[Rows from a pointing dataset]
+-------+
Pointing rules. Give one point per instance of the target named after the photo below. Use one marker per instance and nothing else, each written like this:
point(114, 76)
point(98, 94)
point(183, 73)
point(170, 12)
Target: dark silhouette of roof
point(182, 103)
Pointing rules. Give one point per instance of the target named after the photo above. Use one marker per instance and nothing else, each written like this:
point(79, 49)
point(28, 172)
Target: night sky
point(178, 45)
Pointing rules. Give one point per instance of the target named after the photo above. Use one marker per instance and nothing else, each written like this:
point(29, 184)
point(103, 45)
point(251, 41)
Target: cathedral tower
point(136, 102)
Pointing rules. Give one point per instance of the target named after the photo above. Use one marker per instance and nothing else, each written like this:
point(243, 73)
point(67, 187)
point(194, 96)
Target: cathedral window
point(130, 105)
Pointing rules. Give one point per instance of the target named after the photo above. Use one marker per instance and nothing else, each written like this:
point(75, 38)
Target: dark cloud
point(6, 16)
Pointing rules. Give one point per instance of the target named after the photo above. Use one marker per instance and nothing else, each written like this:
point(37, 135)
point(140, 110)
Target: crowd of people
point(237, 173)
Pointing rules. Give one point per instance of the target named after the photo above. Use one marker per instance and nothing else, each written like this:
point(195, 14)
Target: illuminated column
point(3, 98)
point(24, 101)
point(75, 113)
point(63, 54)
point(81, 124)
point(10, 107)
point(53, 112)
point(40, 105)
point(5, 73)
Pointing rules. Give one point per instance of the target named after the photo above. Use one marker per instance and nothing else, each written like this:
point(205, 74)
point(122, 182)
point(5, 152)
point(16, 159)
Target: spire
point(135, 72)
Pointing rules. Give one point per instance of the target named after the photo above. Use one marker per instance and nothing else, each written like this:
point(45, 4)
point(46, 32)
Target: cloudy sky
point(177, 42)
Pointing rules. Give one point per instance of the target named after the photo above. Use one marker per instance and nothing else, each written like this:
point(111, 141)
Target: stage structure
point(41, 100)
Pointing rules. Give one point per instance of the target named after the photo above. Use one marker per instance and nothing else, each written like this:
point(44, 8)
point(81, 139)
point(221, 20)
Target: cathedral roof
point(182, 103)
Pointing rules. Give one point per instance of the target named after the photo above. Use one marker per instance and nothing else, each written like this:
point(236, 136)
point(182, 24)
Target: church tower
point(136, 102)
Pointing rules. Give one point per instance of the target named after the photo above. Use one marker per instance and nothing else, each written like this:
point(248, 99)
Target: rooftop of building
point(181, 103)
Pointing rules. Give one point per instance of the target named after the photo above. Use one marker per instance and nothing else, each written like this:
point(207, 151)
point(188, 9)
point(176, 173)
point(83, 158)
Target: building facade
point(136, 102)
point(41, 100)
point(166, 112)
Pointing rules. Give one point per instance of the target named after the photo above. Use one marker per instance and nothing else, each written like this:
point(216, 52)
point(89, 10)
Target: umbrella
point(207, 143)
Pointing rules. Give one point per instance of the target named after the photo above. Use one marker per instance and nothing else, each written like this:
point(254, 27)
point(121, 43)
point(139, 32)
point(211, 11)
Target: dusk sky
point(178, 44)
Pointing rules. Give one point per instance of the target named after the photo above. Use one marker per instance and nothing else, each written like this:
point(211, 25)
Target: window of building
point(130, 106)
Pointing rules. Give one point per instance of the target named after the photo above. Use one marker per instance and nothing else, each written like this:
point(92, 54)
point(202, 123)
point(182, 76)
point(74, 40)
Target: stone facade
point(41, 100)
+-------+
● Problem description
Repeat every entry exactly, please.

● Solution for this task
Pointing rules. Give one point per instance of the target named after the photo below. Use one marker per instance and nothing else, each written like this:
point(114, 76)
point(98, 94)
point(183, 73)
point(170, 12)
Target: dark silhouette of roof
point(182, 103)
Pointing rules. Give one point per instance of the target named after the photo above. Use one marker per instance and nothing else, each written like this:
point(79, 49)
point(28, 172)
Target: night sky
point(178, 45)
Pointing rules. Give one point per instance of the target named after the photo above. Use one marker per instance and nothing else, each written like this:
point(29, 184)
point(103, 45)
point(251, 41)
Target: cathedral tower
point(136, 102)
Pointing rules. Give one point per instance of the target named after the photo above. Use one marker per instance and nothing else, each written like this:
point(243, 73)
point(67, 187)
point(194, 96)
Target: cathedral window
point(130, 105)
Pointing rules. Give one point per instance of the target named after the photo above. Use one marker per instance and nothing else, each written like this:
point(75, 38)
Target: dark cloud
point(6, 16)
Pointing rules. Give one point per instance of the target named after the photo above. Use one marker per instance and nothing else, each written like this:
point(37, 135)
point(140, 110)
Target: crowd of people
point(237, 173)
Pointing rules. Give one point per instance of the target named after the photo above. Use one marker per instance and nothing else, each written like this:
point(195, 14)
Target: illuminated column
point(3, 98)
point(24, 101)
point(75, 113)
point(63, 54)
point(81, 124)
point(10, 107)
point(53, 112)
point(40, 105)
point(5, 73)
Pointing rules. Give one point per instance of the target named after the photo above. Use one marker per instance and nothing else, each written like this:
point(205, 74)
point(122, 182)
point(5, 152)
point(16, 159)
Target: spire
point(135, 72)
Pointing rules. Give one point per instance of the target named after the photo above. Use one marker per instance and nothing else, each written like this:
point(45, 4)
point(46, 32)
Target: cloudy sky
point(177, 42)
Pointing rules. Give one point per instance of the target named after the photo above. Use one marker per instance and nothing else, each written like this:
point(111, 141)
Target: stage structure
point(41, 100)
Pointing rules. Give one point per instance of the target named after the photo above. Use one marker per instance and nothing else, each written like this:
point(44, 8)
point(81, 139)
point(221, 20)
Target: cathedral roof
point(182, 103)
Pointing rules. Give one point per instance of the target named after the photo above. Use one marker per instance and nothing else, each written like this:
point(236, 136)
point(182, 24)
Target: church tower
point(136, 102)
Pointing rules. Give one point per instance of the target named after the photo above. Use one marker per instance and nothing else, each written like this:
point(248, 99)
Target: rooftop of building
point(181, 103)
Pointing rules. Give one point per instance of the target named after the photo above. Use one marker per instance and nothing else, each written like this:
point(207, 151)
point(188, 9)
point(176, 173)
point(83, 158)
Target: building facade
point(136, 102)
point(41, 100)
point(166, 112)
Pointing rules. Give one point per instance of the target named after the photo above. Use one marker per instance and nothing else, each written like this:
point(216, 52)
point(89, 10)
Target: umbrella
point(207, 143)
Pointing rules. Give one point per instance of the target named after the photo above. Use one marker per instance and nothing else, each written like this:
point(254, 27)
point(121, 43)
point(139, 32)
point(211, 11)
Target: dusk sky
point(178, 44)
Pointing rules. Give one point per instance of the target named after the photo above. Use one marker per instance and nothing else, each written like this:
point(211, 25)
Target: window of building
point(130, 106)
Pointing rules. Give one point per instance of the target named after the photo above. Use one marker per instance and nothing else, each written like this:
point(92, 54)
point(202, 123)
point(182, 76)
point(74, 40)
Target: stone facade
point(41, 100)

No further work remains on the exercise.